## TEXTE RETENU:
Citation
C’est une révolution. La France est sur le
point d’envoyer un attaché de défense à Kigali. Le
nom de ce colonel est encore jalousement gardé
mais il prendra ses fonctions au mois de juillet à
l’ambassade de France. Il sera accompagné d’un
officier adjoint.
Emmanuel Macron avait annoncé le
27 mai 2021 le retour d’un ambassadeur français
au Rwanda lors d’un déplacement à Kigali, marquant
une normalisation des relations. Le poste
était inoccupé depuis 2015 en raison des tensions
bilatérales liées au procès sur l’assassinat du président
Habyarimana, dans lequel des proches de
Kagamé étaient visés. Ce procès est aujourd’hui
clôturé et, de son côté, le Rwanda a renoncé à
toute poursuite judiciaire contre des militaires
français ayant participé aux différentes opérations
au Rwanda, notamment Turquoise.
« Le Rwanda est un pays qui pèse sur le continent
africain, plus particulièrement en Afrique
centrale et de l’Est, confie un haut gradé français.

Enregistrements issus d'un jeu de données:
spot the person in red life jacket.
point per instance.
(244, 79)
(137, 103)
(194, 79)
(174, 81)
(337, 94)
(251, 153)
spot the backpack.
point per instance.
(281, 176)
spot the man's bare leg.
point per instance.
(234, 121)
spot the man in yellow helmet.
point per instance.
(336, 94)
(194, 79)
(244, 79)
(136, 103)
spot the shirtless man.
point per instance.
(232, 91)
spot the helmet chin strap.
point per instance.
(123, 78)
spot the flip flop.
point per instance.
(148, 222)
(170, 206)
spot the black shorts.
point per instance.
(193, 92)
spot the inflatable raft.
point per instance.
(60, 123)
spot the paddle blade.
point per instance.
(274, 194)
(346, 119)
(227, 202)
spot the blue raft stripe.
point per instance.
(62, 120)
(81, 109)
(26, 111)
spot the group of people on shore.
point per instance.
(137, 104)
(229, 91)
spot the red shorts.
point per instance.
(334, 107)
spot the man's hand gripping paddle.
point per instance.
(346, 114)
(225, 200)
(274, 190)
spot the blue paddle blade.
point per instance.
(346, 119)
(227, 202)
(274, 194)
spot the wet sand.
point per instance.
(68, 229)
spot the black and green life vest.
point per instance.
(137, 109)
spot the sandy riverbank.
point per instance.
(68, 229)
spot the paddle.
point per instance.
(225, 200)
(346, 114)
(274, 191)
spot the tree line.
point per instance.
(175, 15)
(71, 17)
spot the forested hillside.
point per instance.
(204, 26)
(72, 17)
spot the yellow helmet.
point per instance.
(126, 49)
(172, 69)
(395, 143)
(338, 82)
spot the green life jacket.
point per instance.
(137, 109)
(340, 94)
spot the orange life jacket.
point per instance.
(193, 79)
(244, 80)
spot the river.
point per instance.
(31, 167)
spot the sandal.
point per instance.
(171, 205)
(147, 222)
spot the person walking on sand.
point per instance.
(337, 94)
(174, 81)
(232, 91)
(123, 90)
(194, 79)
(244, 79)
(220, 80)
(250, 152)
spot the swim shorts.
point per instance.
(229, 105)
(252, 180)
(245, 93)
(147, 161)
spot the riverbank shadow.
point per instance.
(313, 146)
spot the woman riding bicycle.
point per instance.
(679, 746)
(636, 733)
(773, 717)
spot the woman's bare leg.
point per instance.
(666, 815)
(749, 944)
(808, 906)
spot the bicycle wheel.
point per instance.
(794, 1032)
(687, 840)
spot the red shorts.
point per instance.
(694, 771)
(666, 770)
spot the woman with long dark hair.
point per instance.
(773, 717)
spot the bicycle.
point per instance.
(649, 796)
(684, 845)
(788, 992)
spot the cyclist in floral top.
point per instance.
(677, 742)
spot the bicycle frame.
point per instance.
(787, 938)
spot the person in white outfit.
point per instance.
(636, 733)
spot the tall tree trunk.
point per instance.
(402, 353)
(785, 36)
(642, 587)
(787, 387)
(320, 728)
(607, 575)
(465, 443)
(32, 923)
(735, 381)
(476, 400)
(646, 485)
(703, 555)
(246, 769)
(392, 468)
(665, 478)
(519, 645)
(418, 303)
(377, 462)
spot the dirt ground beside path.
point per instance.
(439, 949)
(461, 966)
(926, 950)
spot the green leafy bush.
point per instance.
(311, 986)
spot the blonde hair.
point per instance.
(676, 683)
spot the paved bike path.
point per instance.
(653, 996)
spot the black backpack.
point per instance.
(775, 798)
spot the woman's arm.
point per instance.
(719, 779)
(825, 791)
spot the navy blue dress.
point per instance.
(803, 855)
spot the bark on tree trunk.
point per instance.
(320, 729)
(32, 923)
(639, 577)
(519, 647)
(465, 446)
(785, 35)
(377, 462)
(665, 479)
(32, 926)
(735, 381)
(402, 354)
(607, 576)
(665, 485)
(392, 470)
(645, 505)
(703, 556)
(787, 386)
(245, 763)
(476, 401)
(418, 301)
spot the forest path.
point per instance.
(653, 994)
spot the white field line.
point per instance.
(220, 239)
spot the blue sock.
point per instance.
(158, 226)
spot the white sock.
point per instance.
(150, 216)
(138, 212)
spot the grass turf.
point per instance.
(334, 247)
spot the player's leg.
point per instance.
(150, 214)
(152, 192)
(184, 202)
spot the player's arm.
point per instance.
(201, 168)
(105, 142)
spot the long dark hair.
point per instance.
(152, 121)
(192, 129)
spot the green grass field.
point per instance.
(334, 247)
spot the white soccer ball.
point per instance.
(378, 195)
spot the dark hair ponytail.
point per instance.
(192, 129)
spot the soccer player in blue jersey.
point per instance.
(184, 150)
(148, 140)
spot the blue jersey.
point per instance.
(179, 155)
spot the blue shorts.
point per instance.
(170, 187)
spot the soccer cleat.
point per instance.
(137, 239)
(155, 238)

## CONSIGNES:
1. Dans le texte sur les relations entre la France et le Rwanda, citez le passage qui commence par « Emmanuel Macron avait » et se poursuit jusqu'à « Rwanda, notamment Turquoise. ».
2. D'après le texte sur les relations entre la France et le Rwanda, depuis quelle année le poste d'ambassadeur de France au Rwanda était-il inoccupé ?
3. Traduisez en anglais cette phrase du texte sur les relations entre la France et le Rwanda : « Ce procès est aujourd’hui clôturé et, de son côté, le Rwanda a renoncé à toute poursuite judiciaire contre des militaires français ayant participé aux différentes opérations au Rwanda, notamment Turquoise. »

## RÉPONSES PAR CONSIGNE:
1.
Emmanuel Macron avait annoncé le
27 mai 2021 le retour d’un ambassadeur français
au Rwanda lors d’un déplacement à Kigali, marquant
une normalisation des relations. Le poste
était inoccupé depuis 2015 en raison des tensions
bilatérales liées au procès sur l’assassinat du président
Habyarimana, dans lequel des proches de
Kagamé étaient visés. Ce procès est aujourd’hui
clôturé et, de son côté, le Rwanda a renoncé à
toute poursuite judiciaire contre des militaires
français ayant participé aux différentes opérations
au Rwanda, notamment Turquoise.

2. Depuis 2015.

3. That trial is now closed and, for its part, Rwanda has given up any legal action against French soldiers who took part in the various operations in Rwanda, notably Turquoise.